[Goal of the exercise] Report every line of the listing below that contains the string "roof", treating uppercase and lowercase as different.

Region annotation entries
▽

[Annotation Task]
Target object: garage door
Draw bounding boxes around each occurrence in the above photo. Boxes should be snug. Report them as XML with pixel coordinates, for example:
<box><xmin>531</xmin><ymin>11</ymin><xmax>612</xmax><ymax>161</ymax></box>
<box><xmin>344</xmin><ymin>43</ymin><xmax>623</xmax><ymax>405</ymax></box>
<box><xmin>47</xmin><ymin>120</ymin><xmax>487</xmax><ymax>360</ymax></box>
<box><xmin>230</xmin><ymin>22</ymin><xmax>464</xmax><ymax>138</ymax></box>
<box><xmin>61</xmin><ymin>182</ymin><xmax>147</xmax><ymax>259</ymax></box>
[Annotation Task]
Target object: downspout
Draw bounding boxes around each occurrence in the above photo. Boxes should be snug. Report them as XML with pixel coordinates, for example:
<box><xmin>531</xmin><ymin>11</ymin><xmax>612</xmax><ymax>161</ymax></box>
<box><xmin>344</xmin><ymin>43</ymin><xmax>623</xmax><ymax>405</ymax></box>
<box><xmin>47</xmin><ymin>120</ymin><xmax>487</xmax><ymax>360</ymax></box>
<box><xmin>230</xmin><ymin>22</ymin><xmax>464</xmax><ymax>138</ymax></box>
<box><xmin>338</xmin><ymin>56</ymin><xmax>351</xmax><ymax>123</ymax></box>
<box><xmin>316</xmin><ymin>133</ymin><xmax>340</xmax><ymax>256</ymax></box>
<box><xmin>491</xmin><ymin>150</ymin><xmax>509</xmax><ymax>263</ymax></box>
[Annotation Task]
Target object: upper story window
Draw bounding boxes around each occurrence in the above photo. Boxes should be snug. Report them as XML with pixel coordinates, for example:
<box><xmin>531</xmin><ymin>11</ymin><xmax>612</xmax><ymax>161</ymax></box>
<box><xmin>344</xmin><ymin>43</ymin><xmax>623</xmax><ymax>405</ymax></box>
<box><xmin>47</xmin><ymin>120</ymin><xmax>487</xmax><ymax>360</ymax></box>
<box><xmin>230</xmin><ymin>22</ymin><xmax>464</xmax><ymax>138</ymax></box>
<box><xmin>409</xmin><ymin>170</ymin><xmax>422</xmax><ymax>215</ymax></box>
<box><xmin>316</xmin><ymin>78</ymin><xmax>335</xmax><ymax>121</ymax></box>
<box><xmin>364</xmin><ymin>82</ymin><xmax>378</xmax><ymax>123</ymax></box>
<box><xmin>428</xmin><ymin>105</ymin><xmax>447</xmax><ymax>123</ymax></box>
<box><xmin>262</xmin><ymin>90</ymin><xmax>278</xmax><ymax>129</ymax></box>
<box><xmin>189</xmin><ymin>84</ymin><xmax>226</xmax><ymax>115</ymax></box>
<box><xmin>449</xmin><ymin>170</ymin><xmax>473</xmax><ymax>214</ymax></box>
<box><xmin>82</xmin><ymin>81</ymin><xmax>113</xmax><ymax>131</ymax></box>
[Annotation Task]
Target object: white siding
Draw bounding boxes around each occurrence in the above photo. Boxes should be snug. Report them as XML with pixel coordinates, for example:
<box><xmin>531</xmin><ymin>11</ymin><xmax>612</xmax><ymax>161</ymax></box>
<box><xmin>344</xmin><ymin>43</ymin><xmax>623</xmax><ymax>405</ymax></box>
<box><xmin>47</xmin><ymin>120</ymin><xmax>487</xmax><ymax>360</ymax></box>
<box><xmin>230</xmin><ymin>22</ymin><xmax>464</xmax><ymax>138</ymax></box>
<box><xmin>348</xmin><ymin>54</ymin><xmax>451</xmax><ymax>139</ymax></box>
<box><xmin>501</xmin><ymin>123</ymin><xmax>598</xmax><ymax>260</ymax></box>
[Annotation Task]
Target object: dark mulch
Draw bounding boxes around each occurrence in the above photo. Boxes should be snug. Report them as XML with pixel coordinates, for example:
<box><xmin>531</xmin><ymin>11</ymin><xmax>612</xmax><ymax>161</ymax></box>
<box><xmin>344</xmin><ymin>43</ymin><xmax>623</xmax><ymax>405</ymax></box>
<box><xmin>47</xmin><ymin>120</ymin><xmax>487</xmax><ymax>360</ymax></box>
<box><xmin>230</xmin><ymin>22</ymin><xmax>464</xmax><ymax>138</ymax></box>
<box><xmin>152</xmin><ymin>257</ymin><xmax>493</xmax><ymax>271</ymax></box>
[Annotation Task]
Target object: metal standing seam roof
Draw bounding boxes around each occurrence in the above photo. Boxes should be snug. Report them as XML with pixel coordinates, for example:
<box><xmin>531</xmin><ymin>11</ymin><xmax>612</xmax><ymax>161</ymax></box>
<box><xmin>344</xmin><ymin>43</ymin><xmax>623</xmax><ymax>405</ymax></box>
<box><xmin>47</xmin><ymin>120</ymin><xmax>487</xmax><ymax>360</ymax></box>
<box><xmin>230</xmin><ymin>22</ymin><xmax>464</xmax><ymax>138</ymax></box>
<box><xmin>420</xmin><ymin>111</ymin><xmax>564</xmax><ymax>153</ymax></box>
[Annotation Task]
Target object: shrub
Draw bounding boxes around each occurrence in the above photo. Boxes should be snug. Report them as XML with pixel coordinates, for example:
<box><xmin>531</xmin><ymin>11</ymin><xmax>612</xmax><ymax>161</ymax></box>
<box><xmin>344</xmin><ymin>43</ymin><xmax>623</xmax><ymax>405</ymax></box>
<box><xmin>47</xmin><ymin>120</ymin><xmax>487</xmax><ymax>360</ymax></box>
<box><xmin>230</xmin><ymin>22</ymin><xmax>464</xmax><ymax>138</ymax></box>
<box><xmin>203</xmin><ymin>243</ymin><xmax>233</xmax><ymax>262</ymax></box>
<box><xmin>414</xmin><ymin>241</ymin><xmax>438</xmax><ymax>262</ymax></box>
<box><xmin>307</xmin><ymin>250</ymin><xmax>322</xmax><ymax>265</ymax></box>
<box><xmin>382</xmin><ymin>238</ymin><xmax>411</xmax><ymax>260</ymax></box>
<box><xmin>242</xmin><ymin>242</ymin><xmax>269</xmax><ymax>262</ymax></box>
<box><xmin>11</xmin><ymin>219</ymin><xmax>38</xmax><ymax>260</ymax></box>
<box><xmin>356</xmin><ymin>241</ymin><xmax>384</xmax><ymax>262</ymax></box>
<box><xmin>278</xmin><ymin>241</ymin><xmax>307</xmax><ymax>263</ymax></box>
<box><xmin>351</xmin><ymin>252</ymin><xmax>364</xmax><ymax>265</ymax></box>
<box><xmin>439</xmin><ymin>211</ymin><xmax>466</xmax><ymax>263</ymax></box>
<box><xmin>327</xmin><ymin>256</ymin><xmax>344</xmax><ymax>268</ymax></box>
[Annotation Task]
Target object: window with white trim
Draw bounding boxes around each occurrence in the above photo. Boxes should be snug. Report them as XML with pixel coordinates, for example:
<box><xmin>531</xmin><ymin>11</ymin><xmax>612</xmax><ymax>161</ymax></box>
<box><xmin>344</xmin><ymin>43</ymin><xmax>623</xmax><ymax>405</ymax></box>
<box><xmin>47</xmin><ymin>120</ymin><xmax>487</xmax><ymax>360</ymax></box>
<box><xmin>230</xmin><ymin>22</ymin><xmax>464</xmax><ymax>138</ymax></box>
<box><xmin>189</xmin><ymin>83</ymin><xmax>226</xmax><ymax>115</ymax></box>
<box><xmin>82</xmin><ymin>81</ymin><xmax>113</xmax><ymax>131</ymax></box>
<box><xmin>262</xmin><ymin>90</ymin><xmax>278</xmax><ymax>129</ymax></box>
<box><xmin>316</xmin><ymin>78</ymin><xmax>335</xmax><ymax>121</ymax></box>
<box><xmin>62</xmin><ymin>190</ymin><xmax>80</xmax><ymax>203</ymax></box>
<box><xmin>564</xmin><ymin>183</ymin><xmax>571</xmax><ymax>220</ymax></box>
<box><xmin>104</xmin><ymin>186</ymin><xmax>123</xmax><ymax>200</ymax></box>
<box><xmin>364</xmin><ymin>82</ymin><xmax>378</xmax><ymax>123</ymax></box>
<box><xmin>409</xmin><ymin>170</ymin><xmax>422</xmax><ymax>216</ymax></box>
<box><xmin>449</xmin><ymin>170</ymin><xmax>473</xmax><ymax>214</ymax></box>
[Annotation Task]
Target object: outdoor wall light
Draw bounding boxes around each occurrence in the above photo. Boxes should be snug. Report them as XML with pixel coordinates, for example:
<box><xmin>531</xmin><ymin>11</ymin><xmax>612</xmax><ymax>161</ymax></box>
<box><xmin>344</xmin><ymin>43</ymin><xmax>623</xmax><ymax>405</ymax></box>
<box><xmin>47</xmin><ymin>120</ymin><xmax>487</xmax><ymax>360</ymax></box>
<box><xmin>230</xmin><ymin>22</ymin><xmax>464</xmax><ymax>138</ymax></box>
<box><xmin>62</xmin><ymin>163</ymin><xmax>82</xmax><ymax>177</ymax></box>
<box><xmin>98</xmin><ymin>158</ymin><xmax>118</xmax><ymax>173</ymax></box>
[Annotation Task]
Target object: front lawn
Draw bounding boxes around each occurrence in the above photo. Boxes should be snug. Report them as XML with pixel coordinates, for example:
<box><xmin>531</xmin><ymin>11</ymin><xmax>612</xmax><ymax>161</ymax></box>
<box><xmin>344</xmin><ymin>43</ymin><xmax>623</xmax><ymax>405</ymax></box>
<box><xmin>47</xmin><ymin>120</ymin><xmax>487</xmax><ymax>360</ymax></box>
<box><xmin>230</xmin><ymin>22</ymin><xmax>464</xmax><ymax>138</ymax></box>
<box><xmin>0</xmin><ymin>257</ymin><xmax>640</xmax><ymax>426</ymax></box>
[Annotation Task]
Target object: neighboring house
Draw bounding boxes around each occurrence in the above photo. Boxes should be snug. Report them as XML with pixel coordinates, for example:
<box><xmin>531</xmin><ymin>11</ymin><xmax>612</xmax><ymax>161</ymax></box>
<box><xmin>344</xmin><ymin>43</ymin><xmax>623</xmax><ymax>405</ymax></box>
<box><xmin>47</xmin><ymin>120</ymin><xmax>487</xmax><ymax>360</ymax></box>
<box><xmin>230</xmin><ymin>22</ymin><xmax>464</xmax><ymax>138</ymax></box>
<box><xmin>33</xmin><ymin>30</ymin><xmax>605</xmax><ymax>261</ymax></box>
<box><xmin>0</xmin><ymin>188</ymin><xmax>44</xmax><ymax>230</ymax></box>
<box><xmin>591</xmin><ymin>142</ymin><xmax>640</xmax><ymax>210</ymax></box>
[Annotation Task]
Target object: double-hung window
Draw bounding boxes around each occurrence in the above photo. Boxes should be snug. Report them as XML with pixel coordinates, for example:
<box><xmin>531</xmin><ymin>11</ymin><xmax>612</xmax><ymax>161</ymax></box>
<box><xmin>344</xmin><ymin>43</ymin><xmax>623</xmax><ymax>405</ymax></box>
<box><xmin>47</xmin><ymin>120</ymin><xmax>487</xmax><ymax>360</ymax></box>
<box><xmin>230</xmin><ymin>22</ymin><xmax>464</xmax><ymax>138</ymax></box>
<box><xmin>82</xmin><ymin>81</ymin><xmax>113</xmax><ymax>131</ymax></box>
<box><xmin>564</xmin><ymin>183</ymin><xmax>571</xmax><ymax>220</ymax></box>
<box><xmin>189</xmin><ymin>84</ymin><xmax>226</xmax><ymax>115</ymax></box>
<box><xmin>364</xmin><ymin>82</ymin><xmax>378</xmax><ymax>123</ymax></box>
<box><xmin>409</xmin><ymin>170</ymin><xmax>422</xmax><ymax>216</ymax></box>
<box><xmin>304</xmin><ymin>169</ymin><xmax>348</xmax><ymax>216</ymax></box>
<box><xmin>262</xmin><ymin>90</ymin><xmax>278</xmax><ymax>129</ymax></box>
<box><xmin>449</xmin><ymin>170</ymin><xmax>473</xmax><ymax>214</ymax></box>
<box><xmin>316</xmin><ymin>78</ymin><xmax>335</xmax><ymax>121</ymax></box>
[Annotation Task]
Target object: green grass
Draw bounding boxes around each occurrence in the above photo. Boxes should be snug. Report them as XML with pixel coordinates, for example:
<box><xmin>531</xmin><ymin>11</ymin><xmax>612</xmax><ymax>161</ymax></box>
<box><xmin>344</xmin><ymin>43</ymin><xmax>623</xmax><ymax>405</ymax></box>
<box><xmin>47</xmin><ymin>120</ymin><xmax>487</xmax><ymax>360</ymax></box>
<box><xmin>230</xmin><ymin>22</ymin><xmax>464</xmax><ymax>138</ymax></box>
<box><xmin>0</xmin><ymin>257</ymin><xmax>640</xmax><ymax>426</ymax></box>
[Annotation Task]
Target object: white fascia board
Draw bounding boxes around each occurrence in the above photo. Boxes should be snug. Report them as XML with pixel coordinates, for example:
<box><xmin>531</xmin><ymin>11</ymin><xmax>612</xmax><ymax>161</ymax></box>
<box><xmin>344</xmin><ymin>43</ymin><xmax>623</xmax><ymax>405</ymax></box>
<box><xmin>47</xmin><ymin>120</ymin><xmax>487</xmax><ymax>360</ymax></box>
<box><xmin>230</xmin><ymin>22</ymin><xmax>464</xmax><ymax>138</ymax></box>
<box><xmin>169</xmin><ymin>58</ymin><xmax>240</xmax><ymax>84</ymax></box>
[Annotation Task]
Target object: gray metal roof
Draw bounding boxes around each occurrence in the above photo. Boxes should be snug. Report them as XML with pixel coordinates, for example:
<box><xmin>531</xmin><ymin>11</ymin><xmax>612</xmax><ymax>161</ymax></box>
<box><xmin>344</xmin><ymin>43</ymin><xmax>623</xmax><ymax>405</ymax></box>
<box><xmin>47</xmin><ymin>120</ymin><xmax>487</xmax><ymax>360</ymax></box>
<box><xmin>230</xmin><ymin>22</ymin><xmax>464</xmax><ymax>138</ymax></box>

△

[Response]
Target object: metal standing seam roof
Target object: gray metal roof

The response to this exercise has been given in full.